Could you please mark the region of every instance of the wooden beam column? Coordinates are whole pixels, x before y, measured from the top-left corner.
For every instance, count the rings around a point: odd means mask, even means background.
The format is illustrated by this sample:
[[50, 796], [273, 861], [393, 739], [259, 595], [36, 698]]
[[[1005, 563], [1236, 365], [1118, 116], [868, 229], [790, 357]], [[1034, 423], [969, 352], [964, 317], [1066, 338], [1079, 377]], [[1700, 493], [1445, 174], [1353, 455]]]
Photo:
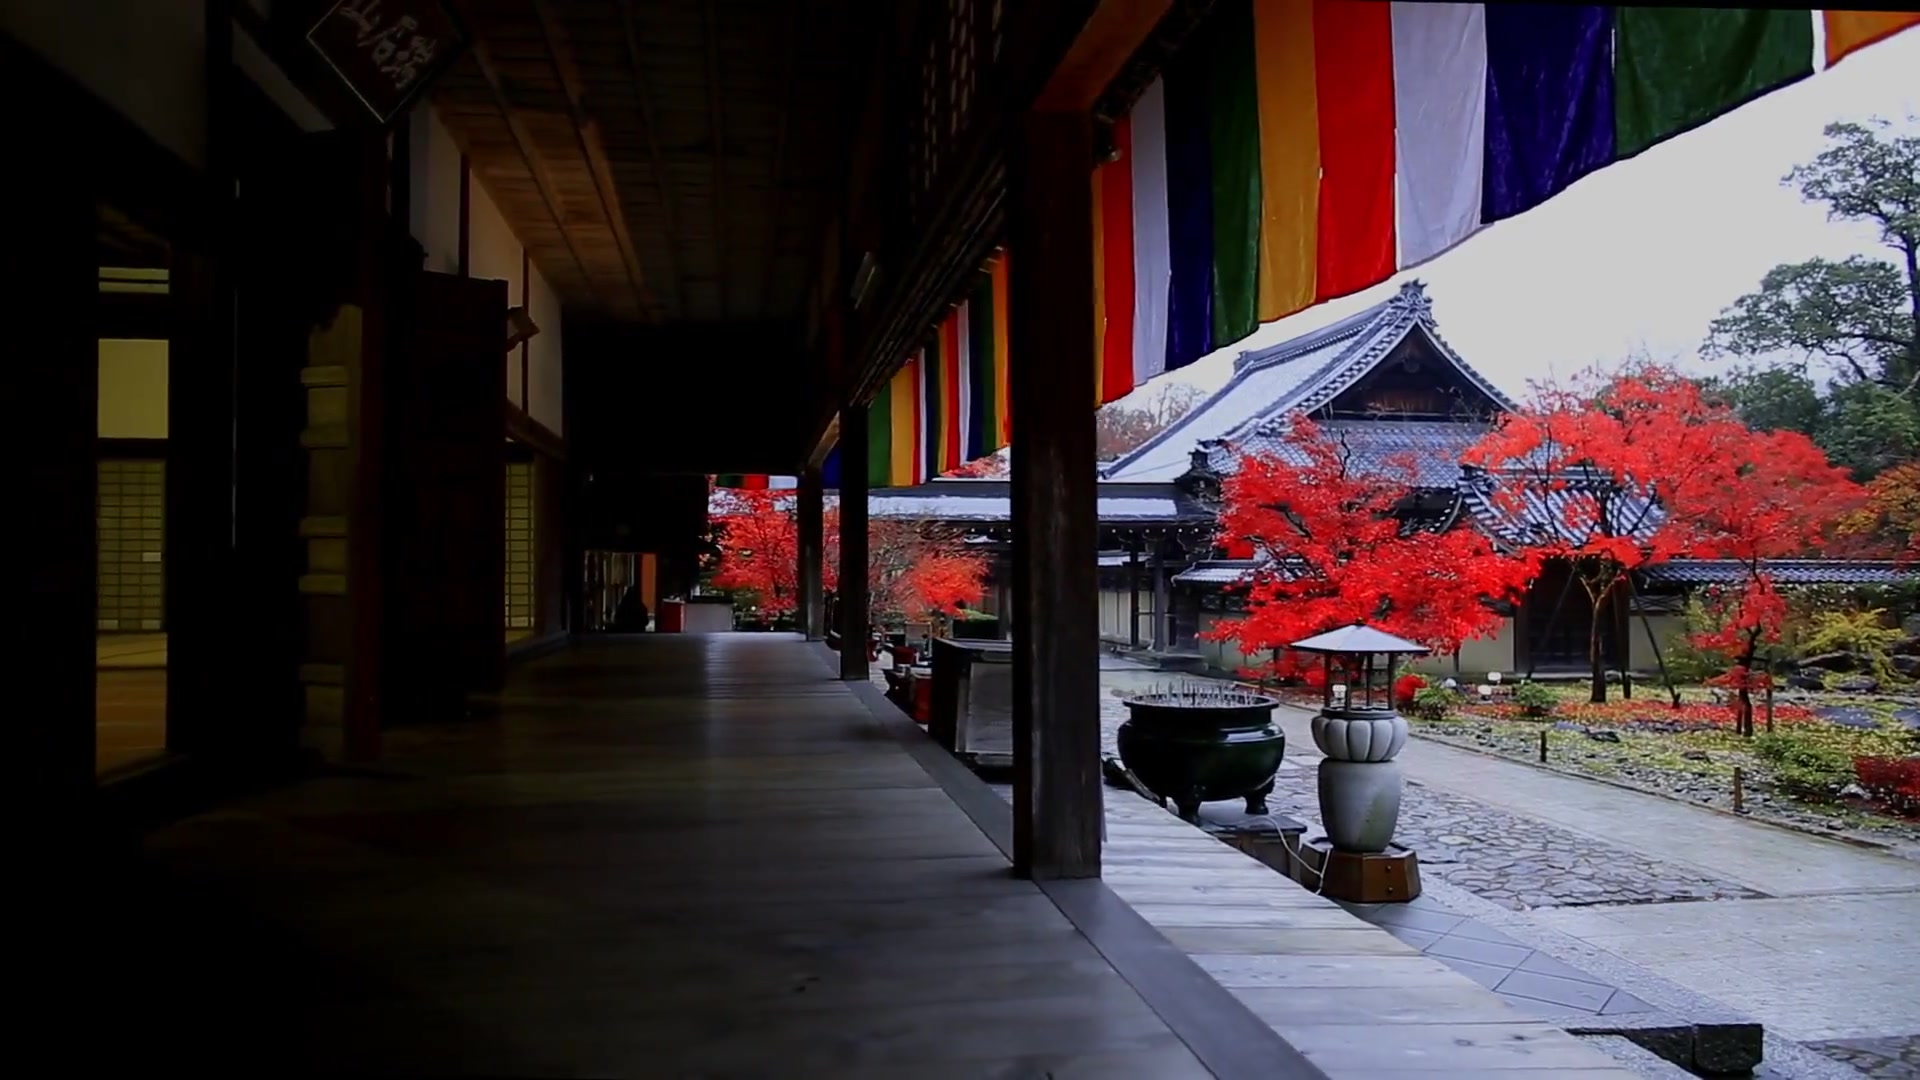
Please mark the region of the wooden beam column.
[[867, 407], [840, 409], [840, 677], [867, 675]]
[[800, 611], [794, 620], [808, 641], [827, 636], [826, 593], [821, 577], [825, 525], [826, 490], [819, 467], [809, 465], [800, 473]]
[[[1092, 169], [1085, 111], [1010, 148], [1014, 870], [1100, 876]], [[845, 446], [845, 428], [842, 428]], [[844, 646], [843, 646], [844, 648]]]
[[1140, 541], [1127, 545], [1127, 644], [1140, 647]]
[[387, 164], [383, 140], [327, 132], [303, 137], [258, 185], [314, 264], [295, 298], [306, 336], [301, 739], [331, 760], [380, 751]]
[[[20, 102], [42, 89], [17, 69], [0, 71], [0, 88]], [[73, 138], [39, 108], [19, 109], [16, 120], [21, 146]], [[0, 244], [0, 290], [18, 313], [7, 389], [21, 489], [7, 619], [25, 631], [12, 658], [18, 704], [7, 737], [19, 762], [14, 805], [34, 808], [32, 827], [15, 835], [46, 845], [36, 857], [70, 839], [93, 791], [100, 280], [91, 188], [64, 167], [76, 158], [88, 160], [56, 154], [16, 170], [19, 210]]]
[[1167, 589], [1166, 541], [1156, 540], [1153, 548], [1153, 642], [1154, 652], [1173, 648], [1172, 597]]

# Work instructions
Starting where a line contains "For every instance, count" and finishing at the last line above, set down every line exactly as it reads, with no pictures.

# Solved problem
For every instance, count the rings around a point: odd means mask, even means background.
The format is illustrated by this sample:
[[50, 796], [273, 861], [393, 739], [259, 595], [36, 698]]
[[[1005, 563], [1236, 365], [1118, 116], [868, 229], [790, 357]], [[1034, 423], [969, 352], [964, 317], [1066, 338], [1079, 377]], [[1700, 493], [1445, 174], [1353, 455]]]
Photo:
Please mark the region of the wooden beam column.
[[867, 407], [840, 409], [840, 677], [867, 675]]
[[800, 611], [794, 620], [808, 641], [827, 636], [826, 593], [821, 577], [825, 525], [826, 490], [819, 467], [809, 465], [800, 473]]
[[[1092, 169], [1085, 111], [1010, 148], [1014, 870], [1100, 876]], [[845, 446], [845, 428], [842, 428]], [[844, 646], [843, 646], [844, 648]]]
[[1140, 541], [1127, 545], [1127, 644], [1140, 647]]
[[387, 164], [383, 140], [327, 132], [303, 137], [258, 185], [314, 264], [295, 298], [306, 336], [301, 739], [331, 760], [380, 751]]
[[[20, 102], [42, 89], [17, 69], [0, 71], [0, 88]], [[73, 138], [39, 108], [19, 109], [16, 120], [21, 146]], [[0, 244], [0, 290], [18, 313], [7, 389], [21, 489], [7, 619], [25, 631], [12, 658], [18, 704], [7, 737], [19, 762], [14, 805], [34, 808], [32, 827], [15, 835], [46, 845], [36, 857], [70, 839], [93, 791], [100, 280], [91, 188], [64, 167], [76, 158], [88, 160], [56, 154], [16, 170], [19, 210]]]
[[1167, 589], [1166, 541], [1156, 540], [1153, 548], [1153, 642], [1154, 652], [1173, 648], [1172, 597]]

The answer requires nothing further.